Set problem
List every line in the data below that contains the word "white".
* * * * *
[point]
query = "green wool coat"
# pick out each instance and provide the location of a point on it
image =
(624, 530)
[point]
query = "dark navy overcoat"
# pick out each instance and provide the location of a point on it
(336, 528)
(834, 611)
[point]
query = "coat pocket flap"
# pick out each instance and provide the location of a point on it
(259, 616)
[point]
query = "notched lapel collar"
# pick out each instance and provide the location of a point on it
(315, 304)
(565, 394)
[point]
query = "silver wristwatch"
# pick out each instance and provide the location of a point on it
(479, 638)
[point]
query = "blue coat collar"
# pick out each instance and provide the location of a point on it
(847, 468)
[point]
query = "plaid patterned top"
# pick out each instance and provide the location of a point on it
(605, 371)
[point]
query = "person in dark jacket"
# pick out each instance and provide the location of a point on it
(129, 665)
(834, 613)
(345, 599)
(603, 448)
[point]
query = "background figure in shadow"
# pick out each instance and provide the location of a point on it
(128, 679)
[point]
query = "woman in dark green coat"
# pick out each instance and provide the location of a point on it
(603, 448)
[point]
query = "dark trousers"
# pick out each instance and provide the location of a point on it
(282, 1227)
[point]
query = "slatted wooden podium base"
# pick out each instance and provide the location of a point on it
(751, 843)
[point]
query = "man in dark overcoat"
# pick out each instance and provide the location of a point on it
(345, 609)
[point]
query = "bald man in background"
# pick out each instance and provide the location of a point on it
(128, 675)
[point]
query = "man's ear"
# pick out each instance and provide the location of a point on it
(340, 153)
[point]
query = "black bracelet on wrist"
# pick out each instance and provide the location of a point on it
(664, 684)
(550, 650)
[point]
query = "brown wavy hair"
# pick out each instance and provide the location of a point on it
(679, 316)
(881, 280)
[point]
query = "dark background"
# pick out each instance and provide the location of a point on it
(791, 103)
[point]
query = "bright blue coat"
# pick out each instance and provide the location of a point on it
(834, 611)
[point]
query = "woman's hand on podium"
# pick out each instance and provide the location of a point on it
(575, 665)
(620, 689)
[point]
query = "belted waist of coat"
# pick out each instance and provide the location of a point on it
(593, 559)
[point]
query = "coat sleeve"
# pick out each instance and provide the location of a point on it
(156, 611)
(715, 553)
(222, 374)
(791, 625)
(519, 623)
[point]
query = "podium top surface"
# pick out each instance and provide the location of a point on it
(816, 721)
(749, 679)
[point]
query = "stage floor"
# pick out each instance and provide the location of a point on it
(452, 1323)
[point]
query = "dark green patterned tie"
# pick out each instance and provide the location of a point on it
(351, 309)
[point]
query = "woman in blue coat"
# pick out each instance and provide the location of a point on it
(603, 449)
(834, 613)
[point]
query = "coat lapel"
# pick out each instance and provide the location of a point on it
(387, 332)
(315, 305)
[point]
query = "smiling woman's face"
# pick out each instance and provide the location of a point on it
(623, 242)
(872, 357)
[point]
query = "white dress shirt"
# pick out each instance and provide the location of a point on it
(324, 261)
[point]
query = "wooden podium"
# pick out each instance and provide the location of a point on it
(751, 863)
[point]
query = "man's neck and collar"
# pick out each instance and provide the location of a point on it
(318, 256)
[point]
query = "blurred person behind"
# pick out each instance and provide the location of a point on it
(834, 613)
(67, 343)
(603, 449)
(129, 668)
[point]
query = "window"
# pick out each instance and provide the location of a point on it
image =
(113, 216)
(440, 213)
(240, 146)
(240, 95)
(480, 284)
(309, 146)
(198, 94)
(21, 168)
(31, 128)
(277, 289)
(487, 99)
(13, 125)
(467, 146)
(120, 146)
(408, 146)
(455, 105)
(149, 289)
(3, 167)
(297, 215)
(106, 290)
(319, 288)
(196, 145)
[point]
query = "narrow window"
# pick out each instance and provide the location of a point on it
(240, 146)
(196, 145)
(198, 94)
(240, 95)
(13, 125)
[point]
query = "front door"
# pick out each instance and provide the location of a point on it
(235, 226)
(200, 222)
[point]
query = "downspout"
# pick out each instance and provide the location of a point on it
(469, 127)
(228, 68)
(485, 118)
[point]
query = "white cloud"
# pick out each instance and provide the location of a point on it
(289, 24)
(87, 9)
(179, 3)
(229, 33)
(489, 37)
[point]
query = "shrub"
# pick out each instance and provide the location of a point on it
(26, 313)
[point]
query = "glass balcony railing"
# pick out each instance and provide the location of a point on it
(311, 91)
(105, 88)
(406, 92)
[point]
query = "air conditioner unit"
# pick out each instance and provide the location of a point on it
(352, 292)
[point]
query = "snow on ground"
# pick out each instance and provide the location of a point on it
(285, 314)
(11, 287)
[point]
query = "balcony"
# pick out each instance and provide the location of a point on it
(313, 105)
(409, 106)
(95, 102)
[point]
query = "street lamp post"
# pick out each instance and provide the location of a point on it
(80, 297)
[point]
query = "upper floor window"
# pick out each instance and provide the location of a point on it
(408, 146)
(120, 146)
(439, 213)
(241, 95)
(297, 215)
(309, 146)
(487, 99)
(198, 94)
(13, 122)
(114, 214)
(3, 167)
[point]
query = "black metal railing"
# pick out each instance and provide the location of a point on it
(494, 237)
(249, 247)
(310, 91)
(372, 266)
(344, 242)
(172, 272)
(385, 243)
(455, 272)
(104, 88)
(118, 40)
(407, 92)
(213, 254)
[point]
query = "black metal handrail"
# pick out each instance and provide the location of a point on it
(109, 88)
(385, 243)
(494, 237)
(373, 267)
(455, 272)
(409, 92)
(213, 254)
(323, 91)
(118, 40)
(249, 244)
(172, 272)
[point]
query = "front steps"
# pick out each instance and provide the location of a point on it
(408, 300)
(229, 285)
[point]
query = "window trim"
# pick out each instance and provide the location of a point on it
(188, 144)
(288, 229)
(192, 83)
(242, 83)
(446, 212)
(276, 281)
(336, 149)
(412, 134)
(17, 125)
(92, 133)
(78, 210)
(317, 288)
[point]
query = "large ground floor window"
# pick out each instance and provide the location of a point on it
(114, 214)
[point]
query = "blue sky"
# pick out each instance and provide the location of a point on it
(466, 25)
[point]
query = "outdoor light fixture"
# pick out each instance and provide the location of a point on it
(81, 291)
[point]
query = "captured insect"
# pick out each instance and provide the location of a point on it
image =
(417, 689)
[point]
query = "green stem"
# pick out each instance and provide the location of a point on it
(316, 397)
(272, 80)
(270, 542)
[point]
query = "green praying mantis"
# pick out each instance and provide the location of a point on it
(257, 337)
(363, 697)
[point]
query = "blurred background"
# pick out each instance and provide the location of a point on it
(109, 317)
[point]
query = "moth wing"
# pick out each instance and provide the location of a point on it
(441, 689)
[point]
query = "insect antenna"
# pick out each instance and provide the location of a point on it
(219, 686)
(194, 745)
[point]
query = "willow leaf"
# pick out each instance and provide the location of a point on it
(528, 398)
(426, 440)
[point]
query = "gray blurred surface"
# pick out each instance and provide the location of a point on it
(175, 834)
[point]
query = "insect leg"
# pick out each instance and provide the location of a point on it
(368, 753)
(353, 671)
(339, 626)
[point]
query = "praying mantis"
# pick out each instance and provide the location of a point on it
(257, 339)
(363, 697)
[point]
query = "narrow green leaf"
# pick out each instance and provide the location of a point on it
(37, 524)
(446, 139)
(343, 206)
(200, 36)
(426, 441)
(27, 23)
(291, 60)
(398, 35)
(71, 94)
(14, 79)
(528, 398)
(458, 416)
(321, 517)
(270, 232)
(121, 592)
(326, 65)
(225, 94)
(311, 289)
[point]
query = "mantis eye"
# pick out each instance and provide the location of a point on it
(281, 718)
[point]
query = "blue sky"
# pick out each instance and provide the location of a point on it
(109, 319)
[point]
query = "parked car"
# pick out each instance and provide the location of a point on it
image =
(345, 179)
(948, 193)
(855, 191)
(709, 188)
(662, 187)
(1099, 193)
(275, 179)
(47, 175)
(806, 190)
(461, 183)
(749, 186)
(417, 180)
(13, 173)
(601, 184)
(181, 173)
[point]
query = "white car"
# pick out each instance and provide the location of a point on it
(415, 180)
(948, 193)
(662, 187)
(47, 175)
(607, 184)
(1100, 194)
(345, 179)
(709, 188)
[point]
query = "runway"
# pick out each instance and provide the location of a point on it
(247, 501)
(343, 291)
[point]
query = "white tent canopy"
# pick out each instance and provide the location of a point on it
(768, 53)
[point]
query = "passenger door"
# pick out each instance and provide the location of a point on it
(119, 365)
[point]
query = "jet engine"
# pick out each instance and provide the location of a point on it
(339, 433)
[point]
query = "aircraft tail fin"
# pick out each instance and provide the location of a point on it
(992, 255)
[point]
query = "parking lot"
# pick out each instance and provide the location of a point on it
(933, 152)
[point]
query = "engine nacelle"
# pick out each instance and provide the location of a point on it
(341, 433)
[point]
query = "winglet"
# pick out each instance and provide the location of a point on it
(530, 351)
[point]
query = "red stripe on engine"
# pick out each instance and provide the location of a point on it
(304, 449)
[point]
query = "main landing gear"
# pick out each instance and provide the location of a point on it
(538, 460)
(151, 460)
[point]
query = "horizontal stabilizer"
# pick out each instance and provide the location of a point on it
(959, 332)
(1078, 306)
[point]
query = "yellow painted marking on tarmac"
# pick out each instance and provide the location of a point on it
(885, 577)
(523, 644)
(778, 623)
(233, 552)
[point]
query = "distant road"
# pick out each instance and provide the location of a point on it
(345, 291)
* * * * *
Solution below
query = "white dress shirt"
query = "white cloud"
query = "white car"
query = "white tent canopy"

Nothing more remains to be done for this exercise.